**WHAT IS EXPECTED**: Convert the lines of the records below into a JSON list of strings, with one string per line and blank lines omitted.

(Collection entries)

════════════════════

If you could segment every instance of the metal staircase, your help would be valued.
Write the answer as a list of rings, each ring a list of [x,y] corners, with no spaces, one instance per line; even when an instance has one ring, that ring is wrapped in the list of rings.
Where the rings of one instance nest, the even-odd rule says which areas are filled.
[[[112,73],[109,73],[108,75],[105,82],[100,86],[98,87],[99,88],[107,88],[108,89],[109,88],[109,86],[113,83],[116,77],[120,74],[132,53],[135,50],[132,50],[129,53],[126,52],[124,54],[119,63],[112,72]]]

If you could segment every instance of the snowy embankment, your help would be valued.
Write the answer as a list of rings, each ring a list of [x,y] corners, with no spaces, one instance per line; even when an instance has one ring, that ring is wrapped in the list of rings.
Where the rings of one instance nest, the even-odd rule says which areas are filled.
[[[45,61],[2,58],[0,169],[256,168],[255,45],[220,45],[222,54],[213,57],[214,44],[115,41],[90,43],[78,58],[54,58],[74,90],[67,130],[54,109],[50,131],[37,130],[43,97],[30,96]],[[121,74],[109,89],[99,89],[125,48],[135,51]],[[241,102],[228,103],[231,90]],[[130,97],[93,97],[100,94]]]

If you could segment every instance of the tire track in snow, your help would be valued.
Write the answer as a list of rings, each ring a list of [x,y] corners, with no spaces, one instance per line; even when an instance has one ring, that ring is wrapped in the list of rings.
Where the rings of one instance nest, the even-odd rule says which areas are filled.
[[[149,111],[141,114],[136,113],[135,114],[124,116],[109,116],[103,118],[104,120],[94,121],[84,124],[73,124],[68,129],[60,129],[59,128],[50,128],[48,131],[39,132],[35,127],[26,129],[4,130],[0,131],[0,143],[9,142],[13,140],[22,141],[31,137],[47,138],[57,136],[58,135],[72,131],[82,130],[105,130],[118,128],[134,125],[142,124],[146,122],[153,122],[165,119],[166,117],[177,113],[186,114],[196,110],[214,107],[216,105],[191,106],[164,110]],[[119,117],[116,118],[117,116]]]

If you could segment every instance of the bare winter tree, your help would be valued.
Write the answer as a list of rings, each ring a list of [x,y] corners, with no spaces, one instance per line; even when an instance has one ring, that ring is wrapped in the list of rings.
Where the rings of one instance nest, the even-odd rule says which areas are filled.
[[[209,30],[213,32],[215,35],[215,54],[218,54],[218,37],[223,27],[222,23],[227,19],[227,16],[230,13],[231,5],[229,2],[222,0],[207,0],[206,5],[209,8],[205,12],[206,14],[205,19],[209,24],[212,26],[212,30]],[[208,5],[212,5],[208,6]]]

════════════════════

**CORRECT RESPONSE**:
[
  "If you could segment every instance of the metal staircase, your help would be valued.",
  "Write the answer as a list of rings, each ring a list of [x,y] corners, with no spaces, one instance per line; even when an instance has one ring, that ring is wrapped in the list of rings.",
  "Where the rings of one instance nest, the even-odd rule says which areas are filled.",
  "[[[112,73],[109,73],[108,75],[105,82],[100,86],[98,87],[99,88],[107,88],[108,89],[109,88],[109,86],[113,83],[116,77],[120,74],[132,53],[135,50],[132,50],[129,53],[126,52],[124,54],[119,63],[112,72]]]",
  "If you could segment every instance of the snowy embankment, your help would be valued.",
  "Write the answer as a list of rings, each ring a list of [x,y] corners, with no spaces, one instance per line; even when an instance has one ring, that ring is wrapped in the list of rings.",
  "Where the rings of one instance nest, the even-odd rule says which areas are filled.",
  "[[[45,61],[2,58],[0,169],[256,168],[255,45],[220,45],[222,54],[213,57],[214,44],[115,41],[90,43],[78,58],[54,58],[74,90],[67,130],[54,109],[50,131],[37,130],[43,97],[30,96]],[[121,74],[109,89],[99,89],[125,48],[135,51]],[[241,102],[228,103],[231,90]],[[130,97],[93,97],[100,94]]]",
  "If you could segment every instance of the tire track in snow, your help would be valued.",
  "Write the answer as a list of rings, each ring a list of [x,y] corners, with no spaces, one instance per line; even when an instance has one ring, that ring is wrapped in the list of rings.",
  "Where the rings of one instance nest, the even-odd rule says which areas are filled.",
  "[[[149,111],[141,114],[136,113],[135,114],[124,116],[109,116],[103,118],[104,120],[94,121],[84,124],[73,124],[68,129],[60,129],[59,128],[50,128],[48,131],[39,132],[35,127],[26,129],[4,130],[0,131],[0,143],[9,142],[13,140],[22,141],[31,137],[47,138],[57,136],[58,135],[72,131],[82,130],[105,130],[118,128],[134,125],[142,124],[146,122],[153,122],[165,119],[166,117],[177,113],[186,114],[196,110],[214,107],[216,105],[191,106],[164,110]],[[119,117],[116,118],[117,116]]]",
  "If you could segment every instance of the bare winter tree, your help would be valued.",
  "Write the answer as a list of rings, each ring a list of [x,y] corners, with no spaces, one instance per line; even when an instance has one ring, that ring is wrapped in the list of rings.",
  "Where the rings of one instance nest, the even-odd rule says which areas are filled.",
  "[[[209,30],[213,32],[215,35],[215,54],[218,54],[218,37],[223,27],[222,23],[227,19],[227,16],[230,13],[231,5],[229,2],[222,0],[207,0],[206,5],[209,8],[205,12],[206,14],[205,19],[209,24],[212,26],[212,30]],[[208,5],[212,5],[208,6]]]"
]